== Materials provided ==
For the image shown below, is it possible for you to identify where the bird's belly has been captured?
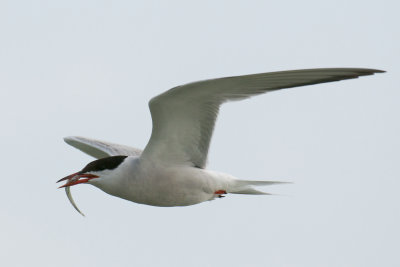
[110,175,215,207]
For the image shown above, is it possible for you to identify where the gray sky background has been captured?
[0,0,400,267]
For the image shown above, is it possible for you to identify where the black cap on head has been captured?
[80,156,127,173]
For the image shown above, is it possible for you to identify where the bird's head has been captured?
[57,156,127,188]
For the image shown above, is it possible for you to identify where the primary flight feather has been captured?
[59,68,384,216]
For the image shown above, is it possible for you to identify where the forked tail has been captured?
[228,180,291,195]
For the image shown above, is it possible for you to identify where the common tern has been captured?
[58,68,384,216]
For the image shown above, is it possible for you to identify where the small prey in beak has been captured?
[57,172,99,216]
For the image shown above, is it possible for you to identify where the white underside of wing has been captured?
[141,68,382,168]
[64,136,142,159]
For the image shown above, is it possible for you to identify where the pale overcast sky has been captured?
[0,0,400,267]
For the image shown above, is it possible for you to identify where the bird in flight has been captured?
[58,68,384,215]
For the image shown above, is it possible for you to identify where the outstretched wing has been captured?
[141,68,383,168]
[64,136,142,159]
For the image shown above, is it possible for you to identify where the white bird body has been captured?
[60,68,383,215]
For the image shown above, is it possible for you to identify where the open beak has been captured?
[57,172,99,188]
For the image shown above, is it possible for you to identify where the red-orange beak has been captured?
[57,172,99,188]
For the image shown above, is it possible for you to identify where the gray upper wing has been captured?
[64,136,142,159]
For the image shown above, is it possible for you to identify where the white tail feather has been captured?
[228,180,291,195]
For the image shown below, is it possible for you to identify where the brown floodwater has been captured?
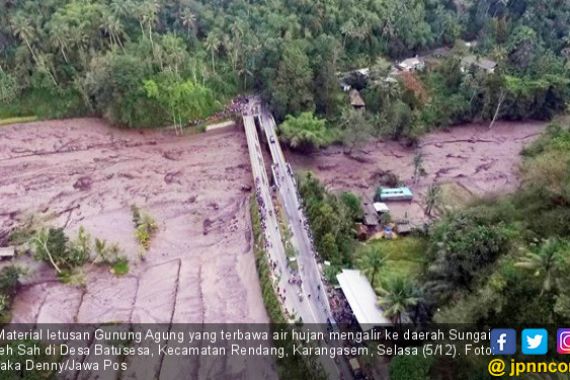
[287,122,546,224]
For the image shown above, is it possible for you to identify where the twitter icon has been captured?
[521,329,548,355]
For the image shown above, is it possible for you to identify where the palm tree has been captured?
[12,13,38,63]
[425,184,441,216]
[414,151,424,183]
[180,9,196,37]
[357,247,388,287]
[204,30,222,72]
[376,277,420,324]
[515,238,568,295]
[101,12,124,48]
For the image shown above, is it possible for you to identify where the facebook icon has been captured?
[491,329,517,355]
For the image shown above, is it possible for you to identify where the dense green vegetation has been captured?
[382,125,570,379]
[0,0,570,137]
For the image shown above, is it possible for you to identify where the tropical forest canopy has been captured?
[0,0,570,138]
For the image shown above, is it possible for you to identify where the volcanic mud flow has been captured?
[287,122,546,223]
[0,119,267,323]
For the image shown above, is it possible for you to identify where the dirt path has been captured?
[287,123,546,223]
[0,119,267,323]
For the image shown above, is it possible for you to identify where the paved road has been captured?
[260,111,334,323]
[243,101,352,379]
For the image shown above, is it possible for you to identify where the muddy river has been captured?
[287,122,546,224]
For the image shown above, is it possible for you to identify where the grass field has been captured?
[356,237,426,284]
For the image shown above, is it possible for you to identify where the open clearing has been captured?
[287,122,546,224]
===
» Aim: Revise the entries above by replacing each "has been captured" with "appears" and changing nothing else. Leave the pictures out of your answer.

» Result of this task:
For the image shown below, is it possible for you to identify where the bird's belly appears?
[110,175,215,207]
For the image shown above, is it possible for you to identify where the gray sky background appears?
[0,0,400,267]
For the image shown above, is it possible for you to identify where the black cap on head appears?
[80,156,127,173]
For the image shown above, is it possible for you to identify where the bird's head appears?
[57,156,127,188]
For the image shown above, is it possible for you to identify where the primary flight feather appears?
[59,68,384,216]
For the image shown above, is it possible for you to identify where the forked tail appears?
[228,180,291,195]
For the image shown above, is it possible for you to identify where the common tern appears?
[58,68,384,216]
For the image shown above, is it possible for you to identify where the small prey in beak appears?
[57,172,99,216]
For the image shown above, is it possible for you to identify where the white underside of wing appears?
[141,68,382,168]
[64,136,142,159]
For the image shown above, is it possible for you to identify where the pale overcast sky appears?
[0,0,400,267]
For the image shown above, is it possible for you to identify where the bird in flight appears?
[58,68,384,215]
For the image shown above, is it possible for you to identify where the outstretched wing appears?
[141,68,383,168]
[64,136,142,159]
For the image shown above, is it possible for you to identify where the white bird body appears?
[60,68,383,215]
For the image shown above, is it possible for you to identify where the open beak appears?
[57,172,99,188]
For the image shown above, is it possible for you to identify where the red-orange beak appears?
[57,172,99,188]
For the image shown above, is it possible for you to identify where the gray upper wing appears?
[64,136,142,159]
For the image shown above, is it possible for you to identify where the white tail feather appears?
[228,180,291,195]
For the image shown below, is it possible for you to identify where the brown floodwater appears?
[287,122,546,224]
For the image shown above, is it possible for you to identify where the twitter icon appears?
[521,329,548,355]
For the image shown above, is it possible for you to identify where the palm tree appears?
[12,13,38,63]
[425,184,441,216]
[414,151,424,183]
[180,9,196,37]
[357,247,388,287]
[204,30,222,72]
[376,277,420,324]
[515,238,568,295]
[101,12,124,48]
For the image shown above, is it possible for you to identify where the facebook icon appears?
[491,329,517,355]
For the image shown above, is it possible for you to identify where the dense green vegetation appears?
[382,125,570,379]
[0,0,570,137]
For the image shown above, is it possible for you to identify where the tropical forest canopy appears?
[0,0,570,138]
For the image shown above, is it possible for you to identify where the volcanic mud flow appears?
[287,122,546,223]
[0,119,267,323]
For the image shown above, is it possible for you to identify where the dirt path appears?
[287,123,546,223]
[0,119,267,323]
For the image shown above, is it possible for you to identify where the paved road appears?
[260,111,334,323]
[243,101,352,379]
For the image shown above, is it possible for you to identify where the muddy river appears?
[287,122,546,224]
For the image shown above, is it possible for you to identify where the grass field appears?
[356,237,426,284]
For the image shown above, is it possible for you to identify where the open clearing appears?
[287,122,546,224]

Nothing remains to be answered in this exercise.